__Objetivo do exercício__: Copie, por favor, do texto selecionado o excerto que começa em "Ainda um último" e termina em "ser... Podia ser.", sem qualquer alteração.

Chegam aos pares, um com ar aprumado e elegante, outro com ar de quem está ali mais para o trabalho físico. Trazem a mesma intenção. «Viemos para instalar o medo.» E qual equipa técnica de uma qualquer empresa de comunicações, é exatamente isso que estão ali para fazer: instalar o equipamento e depois demonstrar como funciona. Para bem da nação. E a mulher, vítima inocente que lhes abriu a porta, depois de ter escondido o filho na casa de banho, não tem alternativa a não ser deixá-los entrar e fazer o que têm para fazer. Porque o medo... Bem, o medo está em toda a parte. E o produto que os dois homens têm para lhe oferecer (ou impor) é mais abrangente do que, à primeira vista, seria de esperar.
Comecemos... pelo início. E pelo início porque a primeira coisa a chamar a atenção para este livro é, desde logo, a premissa. A instalação do medo em forma quase que de qualquer serviço de telecomunicações parece uma ideia curiosa, não parece? E basta realmente para despertar a curiosidade para esta história que, além de absurdamente certeira na forma como reflete os medos que temos instalados em nós, é toda ela cheia de surpresas. Além, claro, de muito cativante na surpreendente leveza com que aborda tantos - e, oh, tão profundos - medos.
E, por falar em medos instalados... Será que se olharmos bem para o mundo não reconhecemos estes mesmos medos cravados na nossa vida real. Lembram-se dos mercados? Dos sacrifícios? Do "andámos a viver acima das nossas possibilidades"? E claro que se lembram da pandemia, do medo do outro, dos que "vêm para cá roubar o que é nosso". São temas que não podiam ser mais atuais. E tudo isto está bem presente neste livro, numa imagem que, além de inesperada pela forma, o é também pela surpreendente leveza - e pela acutilância que se esconde atrás dela.
Ainda um último ponto a sobressair é como que uma certa intemporalidade. O ambiente da história não é o nosso presente. Tanto quanto sei, ainda não anda por aí ninguém a instalar o medo nas casas das pessoas... pelo menos, não de forma tão técnica. Existem, aliás, certos aspetos que apontam para um possível futuro, talvez ligeiramente apocalíptico... E, ainda assim, não faltam referências fáceis de reconhecer e medos - sempre os medos, claro - que não podiam estar mais presentes na nossa atualidade. Não é (ainda) o mundo em que nos movemos. Mas podia ser... Podia ser.
Surpreendentemente leve e de uma perspicácia irresistível, trata-se, em suma, de um equilíbrio certeiro: uma leitura leve sobre temas que são tudo menos isso e que acerta em cheio na sua análise aos medos recorrentes da nossa sociedade. Lê-se num instante, é certo... mas dá muito que pensar.

__Linhas extraídas__:
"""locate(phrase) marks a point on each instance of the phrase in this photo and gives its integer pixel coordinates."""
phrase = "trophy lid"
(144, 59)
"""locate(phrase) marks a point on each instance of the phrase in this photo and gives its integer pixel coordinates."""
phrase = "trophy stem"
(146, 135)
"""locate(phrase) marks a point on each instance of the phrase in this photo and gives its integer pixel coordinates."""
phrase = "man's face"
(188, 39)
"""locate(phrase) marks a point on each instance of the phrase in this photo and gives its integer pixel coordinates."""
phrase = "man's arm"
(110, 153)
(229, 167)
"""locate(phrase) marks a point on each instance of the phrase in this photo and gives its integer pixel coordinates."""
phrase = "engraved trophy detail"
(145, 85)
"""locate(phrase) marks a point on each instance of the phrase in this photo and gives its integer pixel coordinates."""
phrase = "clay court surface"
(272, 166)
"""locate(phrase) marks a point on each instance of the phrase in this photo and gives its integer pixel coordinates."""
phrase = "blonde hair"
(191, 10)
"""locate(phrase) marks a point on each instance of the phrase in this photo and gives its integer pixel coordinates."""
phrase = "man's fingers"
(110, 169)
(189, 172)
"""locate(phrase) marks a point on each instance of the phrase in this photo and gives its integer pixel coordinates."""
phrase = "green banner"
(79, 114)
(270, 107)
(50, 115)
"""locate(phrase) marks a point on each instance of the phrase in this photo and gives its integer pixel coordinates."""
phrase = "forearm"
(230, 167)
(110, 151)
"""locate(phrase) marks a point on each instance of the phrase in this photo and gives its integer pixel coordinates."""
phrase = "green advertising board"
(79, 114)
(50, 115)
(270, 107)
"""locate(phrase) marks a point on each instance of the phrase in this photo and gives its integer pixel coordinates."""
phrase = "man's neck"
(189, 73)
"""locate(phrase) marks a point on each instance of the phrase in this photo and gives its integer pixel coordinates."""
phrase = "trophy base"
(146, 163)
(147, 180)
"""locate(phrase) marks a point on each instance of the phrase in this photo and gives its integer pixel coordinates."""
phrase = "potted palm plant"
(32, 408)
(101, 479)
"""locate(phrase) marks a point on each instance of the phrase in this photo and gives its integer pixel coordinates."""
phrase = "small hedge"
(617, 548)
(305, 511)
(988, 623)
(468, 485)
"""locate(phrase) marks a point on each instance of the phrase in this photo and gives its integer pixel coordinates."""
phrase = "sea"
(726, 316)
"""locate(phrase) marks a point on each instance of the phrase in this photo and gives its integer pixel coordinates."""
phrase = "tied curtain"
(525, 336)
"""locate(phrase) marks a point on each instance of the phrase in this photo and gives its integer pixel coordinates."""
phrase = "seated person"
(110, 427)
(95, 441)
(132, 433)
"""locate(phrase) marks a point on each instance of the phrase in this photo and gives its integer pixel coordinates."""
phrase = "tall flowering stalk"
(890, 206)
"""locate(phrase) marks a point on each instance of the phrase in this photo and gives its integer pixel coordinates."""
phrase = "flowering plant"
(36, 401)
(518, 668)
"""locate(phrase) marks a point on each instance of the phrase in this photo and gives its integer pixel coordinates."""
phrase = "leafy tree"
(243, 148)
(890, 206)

__Resposta ao exercício__:
Ainda um último ponto a sobressair é como que uma certa intemporalidade. O ambiente da história não é o nosso presente. Tanto quanto sei, ainda não anda por aí ninguém a instalar o medo nas casas das pessoas... pelo menos, não de forma tão técnica. Existem, aliás, certos aspetos que apontam para um possível futuro, talvez ligeiramente apocalíptico... E, ainda assim, não faltam referências fáceis de reconhecer e medos - sempre os medos, claro - que não podiam estar mais presentes na nossa atualidade. Não é (ainda) o mundo em que nos movemos. Mas podia ser... Podia ser.